>> Begin Source data

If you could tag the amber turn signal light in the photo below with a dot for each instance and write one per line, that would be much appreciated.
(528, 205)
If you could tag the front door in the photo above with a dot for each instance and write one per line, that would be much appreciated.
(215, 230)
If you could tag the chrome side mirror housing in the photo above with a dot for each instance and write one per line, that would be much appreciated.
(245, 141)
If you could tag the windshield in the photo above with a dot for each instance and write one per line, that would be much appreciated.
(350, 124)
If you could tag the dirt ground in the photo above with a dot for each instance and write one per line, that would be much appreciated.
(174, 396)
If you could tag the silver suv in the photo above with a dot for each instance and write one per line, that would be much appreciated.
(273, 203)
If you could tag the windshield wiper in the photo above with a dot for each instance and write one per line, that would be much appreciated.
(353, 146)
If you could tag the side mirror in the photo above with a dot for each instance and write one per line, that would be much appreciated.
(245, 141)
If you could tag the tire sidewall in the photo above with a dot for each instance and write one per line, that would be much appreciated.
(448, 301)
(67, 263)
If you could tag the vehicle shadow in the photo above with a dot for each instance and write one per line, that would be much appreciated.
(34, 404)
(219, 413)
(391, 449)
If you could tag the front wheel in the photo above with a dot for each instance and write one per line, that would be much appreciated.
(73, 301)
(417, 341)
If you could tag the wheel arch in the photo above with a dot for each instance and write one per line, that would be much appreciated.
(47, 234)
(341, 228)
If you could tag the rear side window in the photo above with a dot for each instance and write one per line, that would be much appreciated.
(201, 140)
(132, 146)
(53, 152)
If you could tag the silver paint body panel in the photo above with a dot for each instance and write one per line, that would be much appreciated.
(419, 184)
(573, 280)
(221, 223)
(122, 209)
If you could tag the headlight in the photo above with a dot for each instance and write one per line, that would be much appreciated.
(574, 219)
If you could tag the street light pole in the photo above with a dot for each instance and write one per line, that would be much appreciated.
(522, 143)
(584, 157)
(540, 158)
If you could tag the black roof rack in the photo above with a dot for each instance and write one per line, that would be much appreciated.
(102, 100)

>> End Source data

▶ **Goal**
Nothing in the data may differ; print all of it exactly as written.

▶ **Solution for this problem**
If you could tag the amber turn signal light in the photo below with a dot for each instance and write one per line, that would be much appreciated.
(528, 205)
If you could tag the front door in the photo above with a dot for each instance and write one per line, that would be much appreciated.
(215, 230)
If you could tag the chrome side mirror housing in the photo above with a dot for each instance and write one per line, that would be much appreciated.
(245, 141)
If you could tag the windshield in the photo above with a dot for each instance and write one per line, that would be much appreciated.
(350, 124)
If you could tag the dirt ground in the photo above with a dot for each instance and write one per line, that would be much appreciated.
(174, 396)
If you could tag the silver suv in the photo above with a dot for each instance and write one per line, that would be much appreciated.
(273, 203)
If you could tag the windshield wiper in the photo above with a dot for each instance and write one per line, that would be much appreciated.
(353, 146)
If you could tag the side mirror in the photo above with a dot for each instance and write one per line, that would be much appreciated.
(245, 141)
If you could tag the tire sidewall in the photo above with a dot for each instance and write one per line, that would be much appreciated.
(448, 301)
(67, 263)
If you could tag the vehicle shadow in the photo above with a dot for each instance and write one per line, that would be much appreciated.
(34, 404)
(219, 413)
(391, 449)
If you could tag the front wheel in the photo above with a dot for each instance and write one per line, that would be much appreciated.
(73, 301)
(417, 341)
If you could tag the wheel arch in the photo above with a dot for each instance and write one per line, that would be much appreciated.
(47, 234)
(341, 228)
If you could tag the rear side window in the photo above with a dot for each instance and write one per line, that would be much appreciated.
(201, 140)
(132, 146)
(53, 152)
If you could tag the silver paint body panel in the photo above with a dot for each instance and write one per line, that would be much appreciated.
(419, 184)
(573, 280)
(221, 223)
(122, 209)
If you could tag the headlight in the photo above with a dot for each instance and write one per line, that would be much appreciated.
(574, 219)
If you could tag the street light pole in the photo above with a dot for each instance and write one per line, that would be much appreciated.
(522, 143)
(584, 157)
(540, 158)
If you could tag the black roof rack in the photo above with a dot for each instance and write one per line, that would be much appreciated.
(102, 100)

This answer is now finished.